▶ **To do**: Please turn the rows into a JSON list of strings, one string per line with blank lines left out, starting at the line that contains "Q: Tag one point on each instance of the woman's" and ending with the last line of the rows.
■ ■ ■
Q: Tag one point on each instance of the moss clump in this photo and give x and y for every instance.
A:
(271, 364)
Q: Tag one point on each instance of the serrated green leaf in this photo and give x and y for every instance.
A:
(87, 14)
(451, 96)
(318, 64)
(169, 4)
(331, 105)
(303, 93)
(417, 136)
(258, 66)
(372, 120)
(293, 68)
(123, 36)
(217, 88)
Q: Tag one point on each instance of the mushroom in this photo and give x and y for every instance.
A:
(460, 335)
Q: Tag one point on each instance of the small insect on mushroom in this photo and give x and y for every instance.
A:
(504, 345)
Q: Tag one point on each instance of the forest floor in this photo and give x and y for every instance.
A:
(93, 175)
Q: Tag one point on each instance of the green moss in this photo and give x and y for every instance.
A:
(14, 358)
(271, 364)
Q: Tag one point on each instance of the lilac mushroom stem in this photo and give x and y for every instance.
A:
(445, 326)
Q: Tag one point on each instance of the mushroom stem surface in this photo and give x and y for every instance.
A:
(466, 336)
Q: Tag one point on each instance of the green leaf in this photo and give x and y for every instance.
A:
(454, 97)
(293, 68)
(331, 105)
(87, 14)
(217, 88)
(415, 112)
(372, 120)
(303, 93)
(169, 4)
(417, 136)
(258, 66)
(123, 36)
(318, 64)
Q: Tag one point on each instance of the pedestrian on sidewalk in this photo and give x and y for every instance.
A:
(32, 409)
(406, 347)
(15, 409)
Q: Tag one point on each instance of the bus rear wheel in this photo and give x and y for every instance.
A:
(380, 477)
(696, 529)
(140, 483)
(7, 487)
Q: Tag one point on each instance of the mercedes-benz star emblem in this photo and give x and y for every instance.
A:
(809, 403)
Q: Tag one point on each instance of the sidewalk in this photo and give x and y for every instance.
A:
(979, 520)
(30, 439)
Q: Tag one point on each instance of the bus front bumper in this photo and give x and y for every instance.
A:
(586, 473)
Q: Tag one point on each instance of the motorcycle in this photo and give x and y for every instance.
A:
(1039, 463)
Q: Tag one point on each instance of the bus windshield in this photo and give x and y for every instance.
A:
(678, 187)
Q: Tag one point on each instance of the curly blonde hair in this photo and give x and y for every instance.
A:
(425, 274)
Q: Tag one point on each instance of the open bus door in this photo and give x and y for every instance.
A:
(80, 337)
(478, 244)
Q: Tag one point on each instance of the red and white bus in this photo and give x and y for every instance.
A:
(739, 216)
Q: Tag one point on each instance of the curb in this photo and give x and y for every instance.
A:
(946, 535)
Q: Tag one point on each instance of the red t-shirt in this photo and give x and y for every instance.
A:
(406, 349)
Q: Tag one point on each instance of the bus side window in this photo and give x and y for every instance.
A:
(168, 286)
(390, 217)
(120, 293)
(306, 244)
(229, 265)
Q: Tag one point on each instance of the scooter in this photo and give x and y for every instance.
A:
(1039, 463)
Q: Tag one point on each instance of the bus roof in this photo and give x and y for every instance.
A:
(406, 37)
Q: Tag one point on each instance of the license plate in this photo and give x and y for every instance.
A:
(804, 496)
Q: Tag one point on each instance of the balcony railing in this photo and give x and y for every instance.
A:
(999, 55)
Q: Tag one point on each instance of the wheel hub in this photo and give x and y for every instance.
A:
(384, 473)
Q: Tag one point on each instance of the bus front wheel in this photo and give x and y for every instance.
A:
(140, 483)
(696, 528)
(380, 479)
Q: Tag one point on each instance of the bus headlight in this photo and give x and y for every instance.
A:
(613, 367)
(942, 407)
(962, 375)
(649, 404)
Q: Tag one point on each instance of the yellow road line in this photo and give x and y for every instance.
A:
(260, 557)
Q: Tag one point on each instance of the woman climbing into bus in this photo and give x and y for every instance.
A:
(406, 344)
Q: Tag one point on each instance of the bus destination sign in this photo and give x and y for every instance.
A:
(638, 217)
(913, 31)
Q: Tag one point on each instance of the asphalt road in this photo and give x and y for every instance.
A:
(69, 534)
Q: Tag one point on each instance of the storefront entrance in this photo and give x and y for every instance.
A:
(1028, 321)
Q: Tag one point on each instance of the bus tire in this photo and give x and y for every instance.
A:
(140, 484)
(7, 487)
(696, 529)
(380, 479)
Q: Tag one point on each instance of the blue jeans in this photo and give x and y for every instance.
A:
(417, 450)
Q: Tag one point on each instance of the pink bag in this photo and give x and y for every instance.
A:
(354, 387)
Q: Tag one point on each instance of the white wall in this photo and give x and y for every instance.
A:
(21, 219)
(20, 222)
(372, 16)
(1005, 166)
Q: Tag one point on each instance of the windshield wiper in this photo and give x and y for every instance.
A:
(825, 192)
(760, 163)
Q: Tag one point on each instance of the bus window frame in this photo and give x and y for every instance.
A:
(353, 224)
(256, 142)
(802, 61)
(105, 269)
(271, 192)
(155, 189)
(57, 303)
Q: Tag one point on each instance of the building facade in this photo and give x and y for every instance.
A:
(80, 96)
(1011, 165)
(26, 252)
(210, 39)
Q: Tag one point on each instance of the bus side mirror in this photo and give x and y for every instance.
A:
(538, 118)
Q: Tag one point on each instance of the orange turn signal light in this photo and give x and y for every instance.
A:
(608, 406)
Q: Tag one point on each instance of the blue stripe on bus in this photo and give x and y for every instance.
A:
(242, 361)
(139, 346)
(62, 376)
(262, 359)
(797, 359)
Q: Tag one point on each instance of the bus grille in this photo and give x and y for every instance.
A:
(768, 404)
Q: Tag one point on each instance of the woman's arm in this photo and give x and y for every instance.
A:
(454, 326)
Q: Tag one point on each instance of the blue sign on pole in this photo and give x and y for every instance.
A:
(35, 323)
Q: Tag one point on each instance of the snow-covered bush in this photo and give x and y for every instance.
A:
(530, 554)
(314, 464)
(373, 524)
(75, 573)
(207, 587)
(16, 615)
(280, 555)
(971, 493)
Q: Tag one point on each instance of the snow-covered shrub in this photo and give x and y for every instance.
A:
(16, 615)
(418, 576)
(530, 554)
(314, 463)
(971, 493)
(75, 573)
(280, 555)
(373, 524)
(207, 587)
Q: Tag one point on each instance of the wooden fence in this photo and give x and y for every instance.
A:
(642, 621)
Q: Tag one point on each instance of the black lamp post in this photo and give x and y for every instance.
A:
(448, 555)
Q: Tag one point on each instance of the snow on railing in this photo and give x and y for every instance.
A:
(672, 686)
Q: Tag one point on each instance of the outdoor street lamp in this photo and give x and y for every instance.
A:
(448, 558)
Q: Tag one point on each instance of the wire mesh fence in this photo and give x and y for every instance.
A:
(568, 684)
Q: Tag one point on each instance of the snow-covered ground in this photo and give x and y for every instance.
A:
■ ■ ■
▶ **Output below**:
[
  "Q: Tag one point on each instance of the woman's arm in this photo and give x and y for every instance.",
  "A:",
  "(454, 326)",
  "Q: Tag one point on each instance of the blue sign on pole in this photo and give x and y for every instance.",
  "A:",
  "(35, 323)",
  "Q: Tag one point on each instance of the snow-covered bush in this photo and give x and y for every instance.",
  "A:",
  "(530, 554)",
  "(314, 464)",
  "(373, 524)",
  "(75, 573)",
  "(207, 587)",
  "(16, 615)",
  "(280, 555)",
  "(971, 493)",
  "Q: Tag one point on each instance of the snow-covered shrub in this photo and give x and y for every instance.",
  "A:",
  "(16, 615)",
  "(418, 576)",
  "(530, 554)",
  "(314, 463)",
  "(971, 493)",
  "(75, 573)",
  "(280, 555)",
  "(373, 524)",
  "(207, 587)",
  "Q: Tag one point on each instance of the wooden fence in this photo and give x and y for every instance.",
  "A:",
  "(642, 621)",
  "Q: Tag one point on each instance of the black lamp post in this photo and give x and y for every instance.",
  "A:",
  "(448, 555)",
  "Q: Tag one point on each instance of the snow on railing in this photo and give x and y for every instance.",
  "A:",
  "(672, 686)",
  "Q: Tag one point on each instance of the outdoor street lamp in this photo and give x and y for every instance.",
  "A:",
  "(448, 558)",
  "Q: Tag one point on each instance of the wire mesh fence in this photo and give x and y for every instance.",
  "A:",
  "(568, 684)",
  "Q: Tag one point on each instance of the snow-covered ground in this photo and give x and y for every instance.",
  "A:"
]